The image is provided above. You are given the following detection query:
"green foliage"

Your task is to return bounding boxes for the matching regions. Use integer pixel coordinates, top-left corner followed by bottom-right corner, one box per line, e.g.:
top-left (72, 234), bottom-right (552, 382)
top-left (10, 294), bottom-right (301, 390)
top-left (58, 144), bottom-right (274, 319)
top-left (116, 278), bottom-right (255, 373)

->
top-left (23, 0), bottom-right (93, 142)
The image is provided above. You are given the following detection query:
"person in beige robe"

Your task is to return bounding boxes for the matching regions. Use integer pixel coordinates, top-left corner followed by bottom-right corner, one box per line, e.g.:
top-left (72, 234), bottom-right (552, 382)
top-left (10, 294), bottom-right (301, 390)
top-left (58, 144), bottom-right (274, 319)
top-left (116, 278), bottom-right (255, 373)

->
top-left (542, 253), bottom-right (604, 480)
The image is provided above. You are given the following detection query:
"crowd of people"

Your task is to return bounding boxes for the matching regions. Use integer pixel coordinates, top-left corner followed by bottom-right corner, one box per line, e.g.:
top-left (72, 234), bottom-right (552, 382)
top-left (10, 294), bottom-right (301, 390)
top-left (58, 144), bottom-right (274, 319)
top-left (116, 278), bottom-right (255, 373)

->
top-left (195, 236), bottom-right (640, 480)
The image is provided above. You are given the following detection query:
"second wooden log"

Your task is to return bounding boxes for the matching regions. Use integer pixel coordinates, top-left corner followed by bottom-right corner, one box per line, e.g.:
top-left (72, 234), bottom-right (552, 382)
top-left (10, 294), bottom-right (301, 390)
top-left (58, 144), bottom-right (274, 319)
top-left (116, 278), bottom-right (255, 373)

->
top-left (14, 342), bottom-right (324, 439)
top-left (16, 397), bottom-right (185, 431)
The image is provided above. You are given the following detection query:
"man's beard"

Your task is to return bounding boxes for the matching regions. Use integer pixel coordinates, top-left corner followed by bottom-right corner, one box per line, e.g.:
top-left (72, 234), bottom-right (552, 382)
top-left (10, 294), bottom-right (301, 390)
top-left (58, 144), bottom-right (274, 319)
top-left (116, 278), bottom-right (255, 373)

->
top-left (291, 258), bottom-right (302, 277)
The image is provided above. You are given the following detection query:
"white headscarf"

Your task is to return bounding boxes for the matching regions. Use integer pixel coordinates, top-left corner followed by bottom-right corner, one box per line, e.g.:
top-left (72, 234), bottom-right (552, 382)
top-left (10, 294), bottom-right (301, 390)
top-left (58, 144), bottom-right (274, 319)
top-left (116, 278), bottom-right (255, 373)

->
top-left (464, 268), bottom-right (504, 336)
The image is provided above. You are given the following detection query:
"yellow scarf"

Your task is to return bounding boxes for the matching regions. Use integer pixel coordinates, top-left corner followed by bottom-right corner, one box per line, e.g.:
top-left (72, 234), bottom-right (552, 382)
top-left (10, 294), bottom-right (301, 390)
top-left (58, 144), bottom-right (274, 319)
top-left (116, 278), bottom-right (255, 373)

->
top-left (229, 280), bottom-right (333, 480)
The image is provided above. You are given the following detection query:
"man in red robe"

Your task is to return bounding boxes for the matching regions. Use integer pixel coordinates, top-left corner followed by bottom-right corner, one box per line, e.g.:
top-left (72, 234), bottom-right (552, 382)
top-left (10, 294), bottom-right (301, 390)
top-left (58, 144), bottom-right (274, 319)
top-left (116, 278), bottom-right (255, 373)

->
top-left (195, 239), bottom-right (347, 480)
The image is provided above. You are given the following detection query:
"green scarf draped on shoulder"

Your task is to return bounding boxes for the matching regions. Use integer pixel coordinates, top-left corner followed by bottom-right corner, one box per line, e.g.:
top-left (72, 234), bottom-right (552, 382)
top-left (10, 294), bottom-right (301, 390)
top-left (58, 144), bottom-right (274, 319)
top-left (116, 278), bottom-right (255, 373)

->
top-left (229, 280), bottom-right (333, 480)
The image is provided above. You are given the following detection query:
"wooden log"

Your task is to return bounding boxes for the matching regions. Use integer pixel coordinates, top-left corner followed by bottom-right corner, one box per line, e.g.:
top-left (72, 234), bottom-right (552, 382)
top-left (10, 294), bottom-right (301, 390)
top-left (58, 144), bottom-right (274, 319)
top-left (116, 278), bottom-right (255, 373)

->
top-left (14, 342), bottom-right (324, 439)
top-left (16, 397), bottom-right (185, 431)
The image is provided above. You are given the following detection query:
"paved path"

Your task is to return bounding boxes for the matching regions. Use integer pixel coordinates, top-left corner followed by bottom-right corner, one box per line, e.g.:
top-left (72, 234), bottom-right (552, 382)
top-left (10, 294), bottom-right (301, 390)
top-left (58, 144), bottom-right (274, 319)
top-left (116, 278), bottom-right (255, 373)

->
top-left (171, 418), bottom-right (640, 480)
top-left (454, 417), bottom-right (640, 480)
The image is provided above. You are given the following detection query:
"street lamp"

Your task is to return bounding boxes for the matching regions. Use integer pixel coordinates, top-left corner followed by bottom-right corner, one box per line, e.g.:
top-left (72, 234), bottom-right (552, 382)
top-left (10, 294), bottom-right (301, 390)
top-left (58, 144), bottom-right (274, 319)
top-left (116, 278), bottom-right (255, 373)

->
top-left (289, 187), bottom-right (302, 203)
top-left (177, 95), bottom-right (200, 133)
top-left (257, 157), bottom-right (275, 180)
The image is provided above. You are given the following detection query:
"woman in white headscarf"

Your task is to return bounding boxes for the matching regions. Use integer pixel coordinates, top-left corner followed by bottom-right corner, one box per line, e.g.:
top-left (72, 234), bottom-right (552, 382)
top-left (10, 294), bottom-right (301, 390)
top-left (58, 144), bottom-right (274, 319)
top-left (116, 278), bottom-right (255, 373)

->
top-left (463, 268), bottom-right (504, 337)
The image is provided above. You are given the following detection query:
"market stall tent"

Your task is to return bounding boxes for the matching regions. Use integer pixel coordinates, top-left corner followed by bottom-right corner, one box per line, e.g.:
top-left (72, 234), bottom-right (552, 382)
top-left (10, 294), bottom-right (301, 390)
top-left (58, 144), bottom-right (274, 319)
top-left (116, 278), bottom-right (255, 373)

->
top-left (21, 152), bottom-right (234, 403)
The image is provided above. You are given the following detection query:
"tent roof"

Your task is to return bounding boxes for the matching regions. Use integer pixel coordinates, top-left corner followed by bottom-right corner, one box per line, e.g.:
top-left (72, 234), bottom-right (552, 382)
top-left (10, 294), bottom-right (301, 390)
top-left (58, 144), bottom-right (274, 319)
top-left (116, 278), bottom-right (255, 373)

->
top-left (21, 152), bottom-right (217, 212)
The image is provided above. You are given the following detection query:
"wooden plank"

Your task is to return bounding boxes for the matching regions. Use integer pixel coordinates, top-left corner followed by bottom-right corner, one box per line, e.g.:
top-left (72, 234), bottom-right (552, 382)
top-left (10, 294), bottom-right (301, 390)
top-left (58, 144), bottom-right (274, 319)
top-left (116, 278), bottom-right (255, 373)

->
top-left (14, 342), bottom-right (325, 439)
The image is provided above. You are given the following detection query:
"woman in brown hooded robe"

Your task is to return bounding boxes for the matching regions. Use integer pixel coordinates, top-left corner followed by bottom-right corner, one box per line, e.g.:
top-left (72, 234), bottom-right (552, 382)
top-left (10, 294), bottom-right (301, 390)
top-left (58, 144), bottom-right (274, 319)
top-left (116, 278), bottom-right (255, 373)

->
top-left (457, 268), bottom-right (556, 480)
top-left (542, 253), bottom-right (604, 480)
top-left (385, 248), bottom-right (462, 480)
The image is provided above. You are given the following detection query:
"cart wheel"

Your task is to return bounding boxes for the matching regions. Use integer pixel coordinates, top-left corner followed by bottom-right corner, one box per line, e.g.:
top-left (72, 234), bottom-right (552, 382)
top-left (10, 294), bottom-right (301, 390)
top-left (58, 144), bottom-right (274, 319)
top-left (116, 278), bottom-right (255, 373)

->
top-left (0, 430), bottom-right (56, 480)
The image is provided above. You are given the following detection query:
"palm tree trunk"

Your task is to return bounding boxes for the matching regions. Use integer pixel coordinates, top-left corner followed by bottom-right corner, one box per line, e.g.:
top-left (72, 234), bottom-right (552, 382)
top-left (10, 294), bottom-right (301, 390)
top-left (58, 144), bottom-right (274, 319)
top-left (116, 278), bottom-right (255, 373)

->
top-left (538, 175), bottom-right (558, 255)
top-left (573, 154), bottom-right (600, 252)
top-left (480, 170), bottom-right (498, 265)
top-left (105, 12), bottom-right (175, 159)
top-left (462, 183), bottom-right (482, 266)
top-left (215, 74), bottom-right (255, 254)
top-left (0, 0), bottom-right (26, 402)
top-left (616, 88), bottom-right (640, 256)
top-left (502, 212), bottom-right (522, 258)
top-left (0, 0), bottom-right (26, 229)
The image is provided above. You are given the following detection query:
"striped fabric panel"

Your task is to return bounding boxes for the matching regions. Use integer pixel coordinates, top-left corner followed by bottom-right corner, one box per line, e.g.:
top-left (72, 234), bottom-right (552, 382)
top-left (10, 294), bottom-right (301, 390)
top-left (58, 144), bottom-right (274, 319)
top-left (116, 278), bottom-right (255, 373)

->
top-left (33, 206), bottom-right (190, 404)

## The problem
Convert the stretch of the records above, from the first line through the line containing "top-left (195, 236), bottom-right (640, 480)", into a Markdown table with the columns Row and Text. Number the rows in order, put each line in its own row, and leave out the blank lines.

## Full response
| Row | Text |
|---|---|
| 1 | The image is provided above. You are given the following detection query: |
| 2 | "green foliage" |
| 3 | Your task is to return bounding boxes for the matching regions. Use integer pixel coordinates, top-left corner followed by bottom-right corner, one box per line, e.g.: |
| 4 | top-left (72, 234), bottom-right (552, 382) |
| 5 | top-left (10, 294), bottom-right (301, 390) |
| 6 | top-left (58, 144), bottom-right (274, 319) |
| 7 | top-left (116, 278), bottom-right (255, 373) |
| 8 | -> |
| 9 | top-left (23, 0), bottom-right (93, 142) |
| 10 | The image is provided above. You are given the following detection query: |
| 11 | "person in beige robe" |
| 12 | Your task is to return bounding boxes for the matching regions. Use integer pixel coordinates, top-left corner followed by bottom-right corner, one box per line, e.g.: |
| 13 | top-left (72, 234), bottom-right (552, 382) |
| 14 | top-left (10, 294), bottom-right (301, 390) |
| 15 | top-left (58, 144), bottom-right (274, 319) |
| 16 | top-left (116, 278), bottom-right (255, 373) |
| 17 | -> |
| 18 | top-left (542, 253), bottom-right (604, 480) |
| 19 | The image is provided above. You are given the following detection query: |
| 20 | "crowd of people" |
| 21 | Your task is to return bounding boxes for the matching regions. Use integer pixel coordinates, top-left corner followed by bottom-right corner, one box per line, e.g.: |
| 22 | top-left (72, 234), bottom-right (552, 382) |
| 23 | top-left (10, 294), bottom-right (301, 390) |
| 24 | top-left (58, 144), bottom-right (274, 319) |
| 25 | top-left (116, 278), bottom-right (255, 373) |
| 26 | -> |
| 27 | top-left (195, 236), bottom-right (640, 480) |